[The problem] Please return every record exactly as it appears.

[Records for this task]
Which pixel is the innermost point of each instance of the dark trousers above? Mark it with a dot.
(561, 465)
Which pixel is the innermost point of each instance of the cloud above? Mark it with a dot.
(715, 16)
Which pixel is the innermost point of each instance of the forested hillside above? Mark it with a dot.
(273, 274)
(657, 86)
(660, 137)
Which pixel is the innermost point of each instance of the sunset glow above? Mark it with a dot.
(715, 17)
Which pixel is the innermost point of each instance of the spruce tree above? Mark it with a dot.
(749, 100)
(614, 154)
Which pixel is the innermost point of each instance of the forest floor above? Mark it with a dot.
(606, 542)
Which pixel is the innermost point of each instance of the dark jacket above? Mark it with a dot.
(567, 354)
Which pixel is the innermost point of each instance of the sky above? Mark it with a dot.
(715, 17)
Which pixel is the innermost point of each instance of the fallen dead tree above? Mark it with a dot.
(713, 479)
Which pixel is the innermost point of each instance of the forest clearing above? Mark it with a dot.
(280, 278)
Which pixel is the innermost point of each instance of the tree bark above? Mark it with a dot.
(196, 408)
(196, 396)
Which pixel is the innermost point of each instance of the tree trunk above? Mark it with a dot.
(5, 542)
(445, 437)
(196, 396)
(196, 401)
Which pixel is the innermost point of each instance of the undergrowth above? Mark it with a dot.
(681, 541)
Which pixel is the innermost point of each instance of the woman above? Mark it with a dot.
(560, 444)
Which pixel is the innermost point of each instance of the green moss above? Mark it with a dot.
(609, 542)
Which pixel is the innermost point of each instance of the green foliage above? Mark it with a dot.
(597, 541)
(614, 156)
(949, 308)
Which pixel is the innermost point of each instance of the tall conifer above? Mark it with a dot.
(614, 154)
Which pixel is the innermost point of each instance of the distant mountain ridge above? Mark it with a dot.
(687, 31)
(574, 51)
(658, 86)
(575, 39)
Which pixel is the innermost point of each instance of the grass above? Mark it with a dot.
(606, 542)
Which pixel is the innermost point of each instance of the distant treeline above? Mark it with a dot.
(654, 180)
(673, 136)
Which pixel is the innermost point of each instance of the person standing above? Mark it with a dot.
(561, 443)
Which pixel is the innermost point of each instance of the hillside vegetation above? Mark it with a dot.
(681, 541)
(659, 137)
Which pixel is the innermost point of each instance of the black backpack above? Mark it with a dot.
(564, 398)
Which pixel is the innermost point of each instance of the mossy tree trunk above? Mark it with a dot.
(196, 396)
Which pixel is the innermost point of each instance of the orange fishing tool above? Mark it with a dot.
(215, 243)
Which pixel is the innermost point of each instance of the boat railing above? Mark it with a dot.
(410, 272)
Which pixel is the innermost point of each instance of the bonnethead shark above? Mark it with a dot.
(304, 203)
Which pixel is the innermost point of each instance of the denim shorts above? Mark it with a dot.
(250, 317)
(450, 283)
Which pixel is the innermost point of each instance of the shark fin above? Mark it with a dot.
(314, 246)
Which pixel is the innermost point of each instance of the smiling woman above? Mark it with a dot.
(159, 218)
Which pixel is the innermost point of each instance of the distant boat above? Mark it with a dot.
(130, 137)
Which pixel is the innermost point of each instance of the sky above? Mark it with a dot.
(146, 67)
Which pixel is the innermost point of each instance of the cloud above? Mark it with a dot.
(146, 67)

[Answer for the task]
Which pixel is the innermost point of each instance of the dark trousers above? Mark it with a dot.
(561, 465)
Which pixel is the innermost point of each instance of the cloud above? Mark it with a dot.
(715, 16)
Which pixel is the innermost point of each instance of the forested hillside above? Mark it with a dot.
(273, 274)
(657, 86)
(660, 137)
Which pixel is the innermost point of each instance of the sunset glow above? Mark it with a dot.
(715, 17)
Which pixel is the innermost point of each instance of the spruce tree above? Mark it with a dot.
(749, 100)
(614, 154)
Which pixel is the innermost point of each instance of the forest floor above? Mark it with a dot.
(606, 542)
Which pixel is the innermost point of each instance of the dark jacket above? Mark it with a dot.
(567, 354)
Which pixel is the innermost point of each instance of the sky above? Mark it with a dot.
(715, 17)
Which pixel is the innermost point of each instance of the fallen dead tree above? Mark it with a dot.
(713, 479)
Which pixel is the innermost point of each instance of the forest clearing above? Mark it with a dot.
(280, 278)
Which pixel is the innermost point of each instance of the tree bark above? Mark it with a dot.
(196, 408)
(196, 396)
Which pixel is the innermost point of each instance of the tree trunk above? Mark it with a dot.
(5, 542)
(445, 437)
(196, 396)
(196, 401)
Which pixel is the innermost point of each instance of the undergrowth above? Mark it with a dot.
(681, 541)
Which pixel is the innermost point of each instance of the woman above? Mark it with a dot.
(560, 444)
Which pixel is the innermost point of each instance of the green moss above? Mark it with a dot.
(609, 542)
Which pixel is the innermost point of each instance of the green foliage above? Mark it with a dot.
(597, 541)
(614, 156)
(949, 308)
Which pixel is the innermost point of each instance of the tall conifer above? Mark it with a dot.
(614, 154)
Which pixel is the innermost point of each instance of the distant mountain ridge above? Mark it with a dot.
(687, 31)
(574, 51)
(658, 86)
(575, 39)
Which pixel is the innermost point of each instance of the grass above? Mark it with a dot.
(606, 542)
Which pixel is the innermost point of each instance of the distant treeline above? Mark it with a dot.
(654, 180)
(673, 136)
Which pixel is the innermost point of each instance of the person standing above? Mark it with a dot.
(561, 443)
Which pixel is the innermost point of each instance of the hillside vegetation above? Mark it with a dot.
(681, 541)
(659, 137)
Which pixel is the innermost point of each instance of the black backpack above? Mark it with a dot.
(564, 398)
Which pixel is the innermost point of each instance of the mossy tree trunk above? Mark it with a dot.
(196, 396)
Which pixel is the innermost point of each instance of the orange fishing tool above? Mark it with a dot.
(215, 243)
Which pixel is the innermost point of each instance of the boat railing above? Mark it with a dot.
(410, 272)
Which pixel is the innermost point of each instance of the bonnethead shark above? Mark it with a dot.
(304, 203)
Which pixel is the innermost point of each instance of the denim shorts above? Mark it with a dot.
(250, 317)
(450, 283)
Which pixel is the innermost point of each instance of the shark fin above? Mark it with a dot.
(314, 246)
Which pixel is the innermost point of each instance of the smiling woman above? Mark it with a dot.
(159, 218)
Which pixel is the innermost point of each instance of the distant boat above? Mark it with a dot.
(130, 137)
Which pixel is the innermost point of each instance of the sky above? Mark it with a dot.
(146, 67)
Which pixel is the innermost point of each instance of the cloud above? Mark it with a dot.
(146, 67)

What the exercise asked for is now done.